WARNING: This issue contains wild and crazy ideas.

Currently mmtk-core already has Java-style weak reference processors and finaliser processors. In https://github.com/mmtk/mmtk-core/issues/544, we discussed whether we should keep Java semantics. But as we start to support other languages and VMs, it is clear that we need to go beyond what's available in Java.

Update: After discussions, it is clear that this idea is not crazy. Besides the reasons provided below, another reason for supporting ref processing in bindings is that it will allow us to make apple-to-apple compare MMTk and the VM's own GC because both shall use the same reference processor.

Task list:

[X] Introduce a language-neutral API for processing references in VM bindings. (https://github.com/mmtk/mmtk-core/pull/700)
[ ] Migrate bindings away from the reference/finalizer processors in mmtk-core.
- [X] Ruby
- [ ] OpenJDK
- [ ] JikesRVM
- [ ] Julia
[ ] Deprecate and remove the reference/finalizer processors in mmtk-core.

Other languages

Java (Yes. Java.)

DATASET EXTRACT:
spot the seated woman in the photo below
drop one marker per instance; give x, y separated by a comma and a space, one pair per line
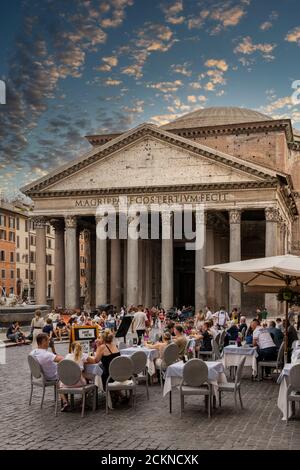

TASK LIST:
1. Answer these questions from the issue on reference processing.
(a) What two kinds of processors does mmtk-core already have?
(b) Which binding is checked off as migrated away from the processors in mmtk-core?
(c) What is the last item on the task list?
2. For each statement, say whether the issue on reference processing agrees with it, and quote the words that decide it.
(a) The language-neutral API for processing references in VM bindings is marked as done.
(b) The OpenJDK binding has already been migrated.
(c) After discussions, the idea is still considered crazy.
3. Print the part of the issue on reference processing starting at "Currently mmtk-core already" and ending at "available in Java.".
The material that comes after the issue on reference processing is separate from it.

PER-TASK ANSWERS:
1.
(a) Java-style weak reference processors and finaliser processors.
(b) Ruby.
(c) Deprecating and removing the reference/finalizer processors in mmtk-core.

2.
(a) Yes: "[X] Introduce a language-neutral API for processing references in VM bindings."
(b) No: "- [ ] OpenJDK"
(c) No: "After discussions, it is clear that this idea is not crazy."

3.
Currently mmtk-core already has Java-style weak reference processors and finaliser processors. In https://github.com/mmtk/mmtk-core/issues/544, we discussed whether we should keep Java semantics. But as we start to support other languages and VMs, it is clear that we need to go beyond what's available in Java.